_Objective_
Copy everything in the listing below, from its start down to the line containing "258 286 L 248", without changing a character, and leave out the pictures.

····················

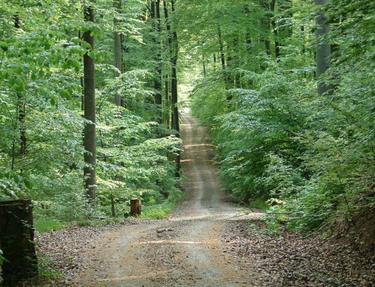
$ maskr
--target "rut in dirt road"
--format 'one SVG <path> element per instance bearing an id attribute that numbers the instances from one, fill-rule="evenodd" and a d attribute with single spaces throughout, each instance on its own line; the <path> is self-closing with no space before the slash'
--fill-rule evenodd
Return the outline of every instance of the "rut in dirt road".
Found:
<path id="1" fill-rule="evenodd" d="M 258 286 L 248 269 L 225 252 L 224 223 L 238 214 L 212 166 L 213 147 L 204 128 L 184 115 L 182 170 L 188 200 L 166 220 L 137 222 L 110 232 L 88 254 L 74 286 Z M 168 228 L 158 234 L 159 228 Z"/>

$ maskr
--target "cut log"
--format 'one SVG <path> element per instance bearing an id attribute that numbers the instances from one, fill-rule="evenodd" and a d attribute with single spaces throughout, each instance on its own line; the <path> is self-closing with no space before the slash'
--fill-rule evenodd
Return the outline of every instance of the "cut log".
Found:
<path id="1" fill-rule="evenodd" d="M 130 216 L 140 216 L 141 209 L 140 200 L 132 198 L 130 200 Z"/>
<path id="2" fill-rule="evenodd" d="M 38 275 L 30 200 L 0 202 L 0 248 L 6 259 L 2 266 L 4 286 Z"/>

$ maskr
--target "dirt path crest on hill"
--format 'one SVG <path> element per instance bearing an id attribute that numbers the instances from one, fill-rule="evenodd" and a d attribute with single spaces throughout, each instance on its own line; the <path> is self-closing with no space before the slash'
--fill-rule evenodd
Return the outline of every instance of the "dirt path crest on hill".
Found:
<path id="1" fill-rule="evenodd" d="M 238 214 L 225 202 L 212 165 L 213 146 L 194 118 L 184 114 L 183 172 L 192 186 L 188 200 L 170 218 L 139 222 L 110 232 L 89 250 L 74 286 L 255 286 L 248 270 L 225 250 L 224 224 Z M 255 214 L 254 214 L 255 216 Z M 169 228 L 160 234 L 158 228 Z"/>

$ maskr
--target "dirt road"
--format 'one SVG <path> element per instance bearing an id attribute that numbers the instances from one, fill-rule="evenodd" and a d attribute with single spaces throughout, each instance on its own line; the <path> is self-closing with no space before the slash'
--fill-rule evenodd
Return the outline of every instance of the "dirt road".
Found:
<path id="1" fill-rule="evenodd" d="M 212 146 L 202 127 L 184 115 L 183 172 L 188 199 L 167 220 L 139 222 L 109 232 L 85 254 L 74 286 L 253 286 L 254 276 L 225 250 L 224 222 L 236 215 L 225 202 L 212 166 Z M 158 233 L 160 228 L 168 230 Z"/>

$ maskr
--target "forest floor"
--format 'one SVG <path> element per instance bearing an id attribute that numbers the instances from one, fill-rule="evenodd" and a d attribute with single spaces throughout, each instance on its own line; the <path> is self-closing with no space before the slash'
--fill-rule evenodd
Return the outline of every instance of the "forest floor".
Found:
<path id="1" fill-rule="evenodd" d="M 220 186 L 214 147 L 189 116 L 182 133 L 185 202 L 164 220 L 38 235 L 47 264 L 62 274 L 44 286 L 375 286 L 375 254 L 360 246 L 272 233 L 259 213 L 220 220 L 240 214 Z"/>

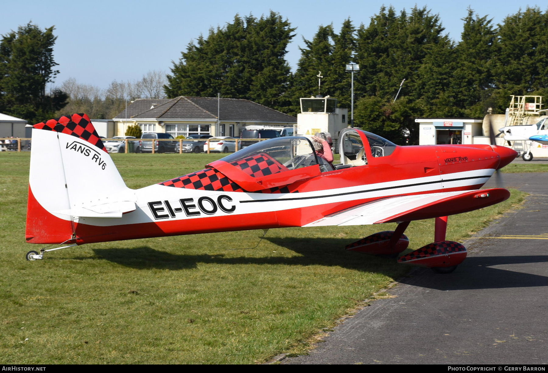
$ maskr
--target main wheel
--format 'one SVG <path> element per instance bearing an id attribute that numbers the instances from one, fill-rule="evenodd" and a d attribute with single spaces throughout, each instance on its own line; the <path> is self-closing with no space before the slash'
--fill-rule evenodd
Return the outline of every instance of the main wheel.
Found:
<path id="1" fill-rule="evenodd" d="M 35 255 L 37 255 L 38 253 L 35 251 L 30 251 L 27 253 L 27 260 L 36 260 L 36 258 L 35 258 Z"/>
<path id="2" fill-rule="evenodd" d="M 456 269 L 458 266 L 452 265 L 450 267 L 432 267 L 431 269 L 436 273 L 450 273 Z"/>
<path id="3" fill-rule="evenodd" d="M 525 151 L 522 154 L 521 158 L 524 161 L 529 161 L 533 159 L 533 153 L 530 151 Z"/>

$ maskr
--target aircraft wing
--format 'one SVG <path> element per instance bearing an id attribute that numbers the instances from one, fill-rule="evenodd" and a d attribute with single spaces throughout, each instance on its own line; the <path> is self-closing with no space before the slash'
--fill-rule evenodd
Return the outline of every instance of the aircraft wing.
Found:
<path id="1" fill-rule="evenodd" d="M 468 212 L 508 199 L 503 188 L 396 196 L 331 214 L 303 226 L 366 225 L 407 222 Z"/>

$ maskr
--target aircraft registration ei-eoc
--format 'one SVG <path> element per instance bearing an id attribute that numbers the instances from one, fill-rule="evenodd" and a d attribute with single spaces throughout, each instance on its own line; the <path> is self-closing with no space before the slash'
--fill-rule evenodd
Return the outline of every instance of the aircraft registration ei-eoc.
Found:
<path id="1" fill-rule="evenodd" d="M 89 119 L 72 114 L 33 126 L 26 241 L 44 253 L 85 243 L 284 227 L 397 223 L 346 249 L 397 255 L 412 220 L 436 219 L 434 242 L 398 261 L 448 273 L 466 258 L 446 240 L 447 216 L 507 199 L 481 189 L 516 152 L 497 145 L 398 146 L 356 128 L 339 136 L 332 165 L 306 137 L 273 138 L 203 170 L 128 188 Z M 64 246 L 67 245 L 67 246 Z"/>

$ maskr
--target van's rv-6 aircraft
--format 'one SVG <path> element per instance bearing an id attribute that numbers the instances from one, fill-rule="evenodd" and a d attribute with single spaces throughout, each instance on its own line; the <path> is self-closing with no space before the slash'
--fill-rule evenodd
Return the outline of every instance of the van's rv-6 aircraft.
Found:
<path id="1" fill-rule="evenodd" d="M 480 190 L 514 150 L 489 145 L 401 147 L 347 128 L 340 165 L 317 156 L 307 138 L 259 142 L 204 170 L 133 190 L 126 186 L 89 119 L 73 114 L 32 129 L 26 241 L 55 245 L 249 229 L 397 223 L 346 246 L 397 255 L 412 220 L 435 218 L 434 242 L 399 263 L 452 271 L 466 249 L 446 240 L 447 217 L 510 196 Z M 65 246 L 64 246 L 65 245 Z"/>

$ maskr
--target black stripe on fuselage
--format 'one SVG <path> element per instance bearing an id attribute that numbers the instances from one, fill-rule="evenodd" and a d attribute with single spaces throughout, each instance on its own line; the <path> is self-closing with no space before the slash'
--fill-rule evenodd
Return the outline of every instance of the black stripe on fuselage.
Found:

····················

_Exercise response_
$ maskr
--target "rut in dirt road"
--format 'one SVG <path> element per instance bearing an id attribute that numbers the instances from one, fill-rule="evenodd" and a d attribute with single spaces throughout, each instance on its own line; the <path> is self-closing with no space before the slash'
--fill-rule evenodd
Return the outline of every instance of the "rut in dirt road".
Found:
<path id="1" fill-rule="evenodd" d="M 258 286 L 248 269 L 225 252 L 224 223 L 238 214 L 212 166 L 213 147 L 204 128 L 184 115 L 182 170 L 188 200 L 166 220 L 137 222 L 110 232 L 88 254 L 74 286 Z M 168 228 L 158 234 L 159 228 Z"/>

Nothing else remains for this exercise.